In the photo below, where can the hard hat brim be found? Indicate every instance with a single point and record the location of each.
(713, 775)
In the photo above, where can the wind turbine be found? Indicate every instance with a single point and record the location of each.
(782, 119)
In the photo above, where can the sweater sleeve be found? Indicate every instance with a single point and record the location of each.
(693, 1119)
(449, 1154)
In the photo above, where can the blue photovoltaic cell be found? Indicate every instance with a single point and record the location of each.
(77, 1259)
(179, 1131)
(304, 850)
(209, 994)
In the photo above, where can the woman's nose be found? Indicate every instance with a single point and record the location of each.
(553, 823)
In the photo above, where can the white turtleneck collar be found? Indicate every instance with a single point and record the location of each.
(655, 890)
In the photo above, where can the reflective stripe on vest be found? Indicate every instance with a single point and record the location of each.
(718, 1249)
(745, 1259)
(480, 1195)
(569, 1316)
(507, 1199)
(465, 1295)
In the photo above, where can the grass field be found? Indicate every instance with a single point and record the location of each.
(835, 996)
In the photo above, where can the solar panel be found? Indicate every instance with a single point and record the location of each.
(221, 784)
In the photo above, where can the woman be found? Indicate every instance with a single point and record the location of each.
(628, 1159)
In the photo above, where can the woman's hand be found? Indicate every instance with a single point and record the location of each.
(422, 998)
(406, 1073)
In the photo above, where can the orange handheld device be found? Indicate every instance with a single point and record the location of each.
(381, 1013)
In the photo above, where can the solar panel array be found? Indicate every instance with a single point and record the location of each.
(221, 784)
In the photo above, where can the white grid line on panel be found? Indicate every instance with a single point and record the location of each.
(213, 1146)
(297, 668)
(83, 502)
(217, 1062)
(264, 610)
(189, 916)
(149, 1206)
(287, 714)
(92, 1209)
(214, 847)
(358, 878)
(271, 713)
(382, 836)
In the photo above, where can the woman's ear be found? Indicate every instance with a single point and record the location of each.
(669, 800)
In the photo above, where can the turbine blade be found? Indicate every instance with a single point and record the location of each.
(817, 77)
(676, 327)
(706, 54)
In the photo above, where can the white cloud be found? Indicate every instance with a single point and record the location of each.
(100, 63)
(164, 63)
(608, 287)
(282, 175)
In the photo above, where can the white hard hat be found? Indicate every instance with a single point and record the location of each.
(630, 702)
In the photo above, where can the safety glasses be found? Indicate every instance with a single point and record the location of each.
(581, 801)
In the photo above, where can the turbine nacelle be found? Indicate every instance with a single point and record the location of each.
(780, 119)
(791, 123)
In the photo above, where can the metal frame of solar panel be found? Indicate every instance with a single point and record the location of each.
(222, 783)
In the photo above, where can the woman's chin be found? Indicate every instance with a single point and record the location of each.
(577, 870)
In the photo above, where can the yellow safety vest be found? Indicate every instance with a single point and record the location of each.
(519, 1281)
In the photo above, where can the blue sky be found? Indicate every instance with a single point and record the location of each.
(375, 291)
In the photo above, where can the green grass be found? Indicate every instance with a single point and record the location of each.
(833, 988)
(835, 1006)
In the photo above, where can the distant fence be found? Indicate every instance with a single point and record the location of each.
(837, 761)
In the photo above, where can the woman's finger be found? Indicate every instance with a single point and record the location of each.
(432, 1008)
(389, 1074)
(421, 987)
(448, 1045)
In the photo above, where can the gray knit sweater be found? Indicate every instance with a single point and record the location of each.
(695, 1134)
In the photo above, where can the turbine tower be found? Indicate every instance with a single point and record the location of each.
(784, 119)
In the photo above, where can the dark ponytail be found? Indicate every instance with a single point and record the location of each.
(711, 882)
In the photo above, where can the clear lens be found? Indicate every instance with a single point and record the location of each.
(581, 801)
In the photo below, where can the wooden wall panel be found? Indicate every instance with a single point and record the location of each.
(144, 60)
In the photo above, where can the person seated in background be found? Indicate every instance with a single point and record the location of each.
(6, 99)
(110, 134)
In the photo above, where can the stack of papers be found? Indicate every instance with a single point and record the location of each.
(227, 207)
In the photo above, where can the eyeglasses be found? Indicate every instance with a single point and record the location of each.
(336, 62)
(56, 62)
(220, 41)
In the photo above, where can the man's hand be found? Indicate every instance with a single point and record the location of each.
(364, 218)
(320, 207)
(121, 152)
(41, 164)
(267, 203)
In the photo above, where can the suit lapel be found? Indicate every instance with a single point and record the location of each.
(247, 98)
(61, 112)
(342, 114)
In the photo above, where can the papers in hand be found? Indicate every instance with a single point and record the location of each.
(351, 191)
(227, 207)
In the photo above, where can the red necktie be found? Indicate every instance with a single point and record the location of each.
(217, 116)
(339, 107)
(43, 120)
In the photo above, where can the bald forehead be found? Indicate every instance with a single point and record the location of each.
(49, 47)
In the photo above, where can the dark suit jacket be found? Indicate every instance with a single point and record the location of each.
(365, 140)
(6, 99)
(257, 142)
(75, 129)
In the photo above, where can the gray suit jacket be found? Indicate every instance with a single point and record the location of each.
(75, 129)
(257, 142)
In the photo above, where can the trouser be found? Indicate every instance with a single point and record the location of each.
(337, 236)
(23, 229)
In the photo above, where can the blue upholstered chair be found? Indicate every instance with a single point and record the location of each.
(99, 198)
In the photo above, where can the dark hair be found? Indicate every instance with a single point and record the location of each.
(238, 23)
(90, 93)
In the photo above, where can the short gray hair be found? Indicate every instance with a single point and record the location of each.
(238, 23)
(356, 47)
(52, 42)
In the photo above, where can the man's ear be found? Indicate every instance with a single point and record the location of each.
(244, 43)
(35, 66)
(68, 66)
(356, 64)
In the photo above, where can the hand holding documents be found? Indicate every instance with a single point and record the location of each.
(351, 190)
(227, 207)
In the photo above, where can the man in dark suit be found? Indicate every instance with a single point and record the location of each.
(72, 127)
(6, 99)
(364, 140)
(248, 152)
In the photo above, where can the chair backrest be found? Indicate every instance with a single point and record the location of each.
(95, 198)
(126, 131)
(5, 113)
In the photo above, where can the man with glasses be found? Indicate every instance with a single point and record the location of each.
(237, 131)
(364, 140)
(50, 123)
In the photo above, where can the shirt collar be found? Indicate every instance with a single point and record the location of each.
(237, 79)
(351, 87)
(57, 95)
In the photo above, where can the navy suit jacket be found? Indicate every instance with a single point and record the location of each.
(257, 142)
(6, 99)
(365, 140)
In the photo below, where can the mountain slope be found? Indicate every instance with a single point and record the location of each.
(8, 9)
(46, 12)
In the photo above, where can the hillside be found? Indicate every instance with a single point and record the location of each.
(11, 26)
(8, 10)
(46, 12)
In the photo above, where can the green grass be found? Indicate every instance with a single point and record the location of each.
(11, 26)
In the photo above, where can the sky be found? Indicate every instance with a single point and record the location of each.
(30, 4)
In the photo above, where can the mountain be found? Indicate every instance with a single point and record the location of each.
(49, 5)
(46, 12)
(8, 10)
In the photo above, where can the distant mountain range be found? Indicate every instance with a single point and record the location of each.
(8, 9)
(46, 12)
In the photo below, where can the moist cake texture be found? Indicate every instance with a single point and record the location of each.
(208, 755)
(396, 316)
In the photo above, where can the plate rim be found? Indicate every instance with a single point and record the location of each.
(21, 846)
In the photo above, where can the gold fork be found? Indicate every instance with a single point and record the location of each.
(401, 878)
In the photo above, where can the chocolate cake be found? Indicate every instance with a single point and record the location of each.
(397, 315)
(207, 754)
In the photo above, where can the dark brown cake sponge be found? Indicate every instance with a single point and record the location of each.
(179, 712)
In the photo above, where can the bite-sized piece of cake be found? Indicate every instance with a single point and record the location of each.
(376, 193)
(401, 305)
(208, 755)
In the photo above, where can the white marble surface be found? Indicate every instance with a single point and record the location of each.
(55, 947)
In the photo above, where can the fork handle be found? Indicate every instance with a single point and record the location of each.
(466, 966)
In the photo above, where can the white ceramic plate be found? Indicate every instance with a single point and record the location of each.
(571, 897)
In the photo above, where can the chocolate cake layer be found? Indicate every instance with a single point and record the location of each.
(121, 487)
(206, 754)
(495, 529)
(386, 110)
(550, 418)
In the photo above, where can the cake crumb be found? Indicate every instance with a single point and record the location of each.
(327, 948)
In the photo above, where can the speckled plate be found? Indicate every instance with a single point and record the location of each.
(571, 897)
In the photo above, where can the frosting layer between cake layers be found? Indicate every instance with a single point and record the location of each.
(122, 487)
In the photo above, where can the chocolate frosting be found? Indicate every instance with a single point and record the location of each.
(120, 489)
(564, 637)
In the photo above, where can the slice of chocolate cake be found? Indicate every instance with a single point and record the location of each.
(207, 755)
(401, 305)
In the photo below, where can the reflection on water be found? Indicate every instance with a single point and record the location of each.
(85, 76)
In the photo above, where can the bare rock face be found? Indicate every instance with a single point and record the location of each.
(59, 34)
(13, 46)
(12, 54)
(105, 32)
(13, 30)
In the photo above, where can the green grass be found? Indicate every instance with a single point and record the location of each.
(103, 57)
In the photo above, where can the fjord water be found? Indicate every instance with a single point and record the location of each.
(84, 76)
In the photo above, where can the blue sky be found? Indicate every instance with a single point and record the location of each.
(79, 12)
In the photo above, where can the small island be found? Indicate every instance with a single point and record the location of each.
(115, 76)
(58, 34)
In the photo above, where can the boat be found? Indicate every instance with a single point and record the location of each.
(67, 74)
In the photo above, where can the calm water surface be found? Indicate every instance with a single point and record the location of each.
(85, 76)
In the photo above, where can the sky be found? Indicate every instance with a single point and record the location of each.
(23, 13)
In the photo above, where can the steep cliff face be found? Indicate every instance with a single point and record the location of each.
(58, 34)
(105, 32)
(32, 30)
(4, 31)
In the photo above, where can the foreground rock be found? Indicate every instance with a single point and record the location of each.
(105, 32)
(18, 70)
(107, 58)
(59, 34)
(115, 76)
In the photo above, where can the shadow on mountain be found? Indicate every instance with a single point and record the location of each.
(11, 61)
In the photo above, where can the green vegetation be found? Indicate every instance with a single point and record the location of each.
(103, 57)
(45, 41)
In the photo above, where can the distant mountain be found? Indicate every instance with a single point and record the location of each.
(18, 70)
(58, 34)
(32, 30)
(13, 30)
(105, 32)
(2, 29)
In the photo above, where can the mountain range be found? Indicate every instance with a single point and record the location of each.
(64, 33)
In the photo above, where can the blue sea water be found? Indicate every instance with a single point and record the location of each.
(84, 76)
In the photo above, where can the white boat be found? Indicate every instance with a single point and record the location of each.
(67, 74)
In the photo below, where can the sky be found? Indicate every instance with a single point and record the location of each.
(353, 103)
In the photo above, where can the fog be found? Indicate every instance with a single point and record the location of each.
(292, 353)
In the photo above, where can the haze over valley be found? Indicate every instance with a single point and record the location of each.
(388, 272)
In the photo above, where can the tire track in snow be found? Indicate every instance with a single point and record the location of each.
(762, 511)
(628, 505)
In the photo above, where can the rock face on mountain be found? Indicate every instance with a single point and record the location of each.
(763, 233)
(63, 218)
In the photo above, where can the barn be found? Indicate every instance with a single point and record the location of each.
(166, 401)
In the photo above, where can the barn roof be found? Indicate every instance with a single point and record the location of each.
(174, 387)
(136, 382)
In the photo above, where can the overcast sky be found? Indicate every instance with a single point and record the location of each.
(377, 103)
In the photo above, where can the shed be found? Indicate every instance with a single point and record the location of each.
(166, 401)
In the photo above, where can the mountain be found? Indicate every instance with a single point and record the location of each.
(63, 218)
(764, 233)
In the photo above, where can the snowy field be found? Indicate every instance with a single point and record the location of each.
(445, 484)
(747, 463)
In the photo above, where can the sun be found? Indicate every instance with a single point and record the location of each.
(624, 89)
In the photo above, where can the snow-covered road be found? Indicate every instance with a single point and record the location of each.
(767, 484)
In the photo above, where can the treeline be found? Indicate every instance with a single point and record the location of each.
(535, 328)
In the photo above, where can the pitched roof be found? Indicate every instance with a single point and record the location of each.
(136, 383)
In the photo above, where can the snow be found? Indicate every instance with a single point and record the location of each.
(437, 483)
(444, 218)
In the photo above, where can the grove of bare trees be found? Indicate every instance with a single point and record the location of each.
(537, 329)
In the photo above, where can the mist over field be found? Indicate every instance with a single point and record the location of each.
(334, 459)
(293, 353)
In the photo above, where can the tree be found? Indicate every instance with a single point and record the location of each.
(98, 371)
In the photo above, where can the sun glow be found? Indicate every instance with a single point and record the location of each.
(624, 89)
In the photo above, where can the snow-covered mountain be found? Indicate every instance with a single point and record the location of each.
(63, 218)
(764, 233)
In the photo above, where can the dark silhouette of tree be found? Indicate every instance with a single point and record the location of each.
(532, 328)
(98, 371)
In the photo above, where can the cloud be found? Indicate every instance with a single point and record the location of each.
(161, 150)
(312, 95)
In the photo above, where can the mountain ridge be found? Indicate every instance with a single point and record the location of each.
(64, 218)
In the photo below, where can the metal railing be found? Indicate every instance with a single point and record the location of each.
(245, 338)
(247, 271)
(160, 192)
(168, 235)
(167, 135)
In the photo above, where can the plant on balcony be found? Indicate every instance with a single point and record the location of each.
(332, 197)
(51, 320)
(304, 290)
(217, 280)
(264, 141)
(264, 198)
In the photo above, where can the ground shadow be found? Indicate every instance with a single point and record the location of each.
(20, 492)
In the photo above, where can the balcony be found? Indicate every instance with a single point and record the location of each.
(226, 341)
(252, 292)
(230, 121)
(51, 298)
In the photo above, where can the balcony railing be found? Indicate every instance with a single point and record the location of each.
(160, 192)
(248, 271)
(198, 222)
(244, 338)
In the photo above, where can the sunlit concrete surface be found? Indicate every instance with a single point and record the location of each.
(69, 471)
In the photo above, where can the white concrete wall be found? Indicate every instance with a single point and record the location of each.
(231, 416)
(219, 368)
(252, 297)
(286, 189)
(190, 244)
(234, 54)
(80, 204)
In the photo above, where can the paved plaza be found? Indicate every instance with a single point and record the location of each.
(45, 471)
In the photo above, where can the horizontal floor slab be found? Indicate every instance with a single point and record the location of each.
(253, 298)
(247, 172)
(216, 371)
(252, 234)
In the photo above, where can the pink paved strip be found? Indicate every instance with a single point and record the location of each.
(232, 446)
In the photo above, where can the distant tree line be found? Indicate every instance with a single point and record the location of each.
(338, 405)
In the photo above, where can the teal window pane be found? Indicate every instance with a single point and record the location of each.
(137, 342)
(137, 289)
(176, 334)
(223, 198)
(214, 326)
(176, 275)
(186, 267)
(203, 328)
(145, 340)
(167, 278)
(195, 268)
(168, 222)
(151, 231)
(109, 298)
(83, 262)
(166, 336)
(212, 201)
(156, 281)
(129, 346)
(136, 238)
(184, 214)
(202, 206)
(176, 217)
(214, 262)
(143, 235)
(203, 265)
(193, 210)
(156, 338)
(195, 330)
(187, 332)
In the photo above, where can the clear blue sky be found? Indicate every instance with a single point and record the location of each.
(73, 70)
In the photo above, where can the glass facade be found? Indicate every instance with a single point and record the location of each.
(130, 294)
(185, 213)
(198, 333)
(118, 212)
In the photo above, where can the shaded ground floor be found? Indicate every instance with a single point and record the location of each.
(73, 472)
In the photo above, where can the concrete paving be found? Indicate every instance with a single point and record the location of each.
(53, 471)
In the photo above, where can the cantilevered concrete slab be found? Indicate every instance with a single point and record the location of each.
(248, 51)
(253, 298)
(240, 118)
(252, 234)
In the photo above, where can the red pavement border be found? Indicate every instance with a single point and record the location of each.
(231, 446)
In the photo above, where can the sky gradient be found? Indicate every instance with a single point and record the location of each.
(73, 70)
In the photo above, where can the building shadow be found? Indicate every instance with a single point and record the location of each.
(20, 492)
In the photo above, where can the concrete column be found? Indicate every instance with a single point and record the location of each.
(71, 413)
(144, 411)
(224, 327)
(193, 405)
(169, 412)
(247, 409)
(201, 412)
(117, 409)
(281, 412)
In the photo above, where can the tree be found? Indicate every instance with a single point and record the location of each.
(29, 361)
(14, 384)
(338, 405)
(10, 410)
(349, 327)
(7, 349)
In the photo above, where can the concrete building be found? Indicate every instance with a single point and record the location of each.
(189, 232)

======

## JOB
Your answer should consist only of the lines from the one with "In the photo above, where can the concrete column" through the end of the data above, reproduced exactly.

## EXERCISE OUTPUT
In the photo above, where can the concrete column be found? Indicate every instance with a single point and record the location of each.
(71, 413)
(144, 411)
(224, 327)
(193, 405)
(169, 412)
(247, 409)
(201, 412)
(117, 409)
(281, 412)
In the photo above, where can the tree be found? Indicate every instance with a single point and record the location of each.
(29, 361)
(14, 384)
(338, 405)
(10, 410)
(349, 327)
(7, 349)
In the photo above, where can the concrete building be found? Indicate every instance with a single point and record the location of each.
(189, 232)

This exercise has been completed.